Written exercise: Rewrite every line of the records below as a numbered list, skipping any blank lines.

──────────────────────────────

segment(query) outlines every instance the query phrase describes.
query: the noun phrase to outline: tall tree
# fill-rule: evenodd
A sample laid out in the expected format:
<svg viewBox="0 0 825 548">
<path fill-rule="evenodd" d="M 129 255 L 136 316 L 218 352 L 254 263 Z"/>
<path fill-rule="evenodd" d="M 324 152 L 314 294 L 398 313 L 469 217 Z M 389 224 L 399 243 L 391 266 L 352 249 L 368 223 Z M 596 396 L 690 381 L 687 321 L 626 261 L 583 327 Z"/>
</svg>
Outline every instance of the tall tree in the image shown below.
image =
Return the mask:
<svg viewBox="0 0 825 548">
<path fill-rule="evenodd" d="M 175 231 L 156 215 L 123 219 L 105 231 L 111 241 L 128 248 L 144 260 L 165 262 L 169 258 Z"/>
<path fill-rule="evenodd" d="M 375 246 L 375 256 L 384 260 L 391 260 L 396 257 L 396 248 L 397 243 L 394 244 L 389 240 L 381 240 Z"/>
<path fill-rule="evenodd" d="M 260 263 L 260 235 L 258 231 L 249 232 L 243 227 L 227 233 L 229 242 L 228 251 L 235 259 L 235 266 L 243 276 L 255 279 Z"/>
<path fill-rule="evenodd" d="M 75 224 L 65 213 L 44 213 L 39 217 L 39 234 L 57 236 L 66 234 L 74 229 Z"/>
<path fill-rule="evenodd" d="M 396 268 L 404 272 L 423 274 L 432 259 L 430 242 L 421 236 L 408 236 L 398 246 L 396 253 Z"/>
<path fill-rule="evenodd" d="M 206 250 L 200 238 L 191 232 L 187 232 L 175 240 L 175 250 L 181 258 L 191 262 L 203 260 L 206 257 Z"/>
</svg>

──────────────────────────────

Result below:
1. segment(query) outlines every instance the query phrase describes.
2. query: the noun phrase to outline: tall tree
3. # fill-rule: evenodd
4. A sample laid out in the expected format:
5. <svg viewBox="0 0 825 548">
6. <path fill-rule="evenodd" d="M 129 255 L 136 316 L 218 352 L 254 263 Z"/>
7. <path fill-rule="evenodd" d="M 324 152 L 314 294 L 398 313 L 469 217 Z M 389 224 L 399 243 L 391 266 L 352 249 L 368 223 Z M 596 396 L 690 381 L 687 321 L 626 261 L 583 327 Z"/>
8. </svg>
9. Outline every instance of the tall tree in the image shown below.
10. image =
11. Return the mask:
12. <svg viewBox="0 0 825 548">
13. <path fill-rule="evenodd" d="M 175 231 L 156 215 L 123 219 L 105 231 L 111 241 L 128 248 L 144 260 L 165 262 L 169 258 Z"/>
14. <path fill-rule="evenodd" d="M 375 246 L 375 256 L 384 260 L 391 260 L 396 257 L 396 248 L 397 243 L 394 244 L 389 240 L 381 240 Z"/>
15. <path fill-rule="evenodd" d="M 260 263 L 260 235 L 258 231 L 249 232 L 243 227 L 227 233 L 229 242 L 228 251 L 235 259 L 235 266 L 243 276 L 255 279 Z"/>
16. <path fill-rule="evenodd" d="M 75 224 L 65 213 L 44 213 L 39 217 L 39 234 L 57 236 L 66 234 L 74 229 Z"/>
17. <path fill-rule="evenodd" d="M 396 268 L 404 272 L 423 274 L 432 259 L 430 242 L 421 236 L 408 236 L 398 246 L 396 253 Z"/>
18. <path fill-rule="evenodd" d="M 206 250 L 200 238 L 191 232 L 187 232 L 175 240 L 175 250 L 181 258 L 191 262 L 203 260 L 206 257 Z"/>
19. </svg>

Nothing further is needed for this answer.